■ **WHAT TO DO**
In the copy, keep every word of the data below and none of its pictures.

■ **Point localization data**
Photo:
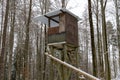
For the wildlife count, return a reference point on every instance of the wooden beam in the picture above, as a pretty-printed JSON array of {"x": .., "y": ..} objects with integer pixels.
[{"x": 72, "y": 67}]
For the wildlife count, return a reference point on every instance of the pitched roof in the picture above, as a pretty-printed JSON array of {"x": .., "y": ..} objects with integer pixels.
[{"x": 44, "y": 18}]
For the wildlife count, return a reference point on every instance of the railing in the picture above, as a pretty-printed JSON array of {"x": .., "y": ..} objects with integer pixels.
[{"x": 73, "y": 68}]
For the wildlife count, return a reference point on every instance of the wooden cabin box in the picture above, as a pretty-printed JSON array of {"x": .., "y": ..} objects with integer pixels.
[{"x": 67, "y": 31}]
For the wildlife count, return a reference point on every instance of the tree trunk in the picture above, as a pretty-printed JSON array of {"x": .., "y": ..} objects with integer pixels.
[
  {"x": 11, "y": 41},
  {"x": 105, "y": 48},
  {"x": 118, "y": 26},
  {"x": 94, "y": 58},
  {"x": 4, "y": 42},
  {"x": 26, "y": 47}
]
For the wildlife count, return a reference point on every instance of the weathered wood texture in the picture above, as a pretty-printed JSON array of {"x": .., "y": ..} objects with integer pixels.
[{"x": 67, "y": 30}]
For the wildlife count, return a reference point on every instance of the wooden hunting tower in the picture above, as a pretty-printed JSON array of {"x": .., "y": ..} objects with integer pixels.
[
  {"x": 62, "y": 27},
  {"x": 62, "y": 40}
]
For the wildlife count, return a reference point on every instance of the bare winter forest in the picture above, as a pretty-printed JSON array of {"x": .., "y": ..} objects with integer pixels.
[{"x": 24, "y": 41}]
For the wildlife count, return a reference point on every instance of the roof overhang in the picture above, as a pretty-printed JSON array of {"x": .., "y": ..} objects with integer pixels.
[{"x": 53, "y": 20}]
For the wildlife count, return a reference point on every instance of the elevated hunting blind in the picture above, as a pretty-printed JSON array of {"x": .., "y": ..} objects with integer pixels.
[
  {"x": 62, "y": 27},
  {"x": 62, "y": 40}
]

■ **SOLVED EXERCISE**
Photo:
For the wildlife count, return a reference point on every instance of the wooden beam in the picture above, as a pretty-printed JSON array of {"x": .., "y": ..} objects with integer pixels.
[{"x": 72, "y": 67}]
For the wildlife count, return a reference point on every instance of the pitched roof in the picture above, as a pretty-printed JSON array of {"x": .., "y": ..} objects with integer pixels.
[{"x": 44, "y": 18}]
For the wildlife count, return a reference point on every instance of the railing in the picture above, as a pretty-printed JSON array of {"x": .., "y": ..} objects with integer pixels.
[{"x": 73, "y": 68}]
For the wildlife count, return a reference point on every instance of the wooden cabin box in the picture above, as a pretty-printed JSON array of {"x": .., "y": ..} objects with integer pixels.
[{"x": 67, "y": 31}]
For the wildlife count, return a reference point on every instance of the tree trunk in the picture above, as a pretty-printed JSON array of {"x": .., "y": ..} objects with integer pixels.
[
  {"x": 11, "y": 41},
  {"x": 105, "y": 48},
  {"x": 118, "y": 26},
  {"x": 94, "y": 58},
  {"x": 4, "y": 42},
  {"x": 26, "y": 47}
]
For the wildlife count, return a reference point on every instance of the weathered wood texture in the picture above, as a pretty-printed JSON array of {"x": .., "y": ..} objects with integer pixels.
[{"x": 67, "y": 30}]
For the wildlife count, return a reference point on every instance of the wooden hunting tower in the picture above, as a pretty-printed JSON array of {"x": .., "y": ..} objects with integer pixels.
[
  {"x": 62, "y": 27},
  {"x": 62, "y": 40}
]
For the wildlife count, return a reference point on every instance of the bare winter forest in the picture above, as a pretty-printed JSON array of {"x": .., "y": ..} objects with integer pixels.
[{"x": 24, "y": 41}]
For the wildlife count, return a reference point on every instance of the roof overhang in the picture above, as a pretty-printed JSON array of {"x": .., "y": ..} objects with integer pixels.
[{"x": 53, "y": 20}]
For the wildlife count, return a reference point on every instance of the elevated hunting blind in the picture above, as a pretty-printed JSON array of {"x": .., "y": ..} objects with integer pixels.
[
  {"x": 62, "y": 27},
  {"x": 62, "y": 40}
]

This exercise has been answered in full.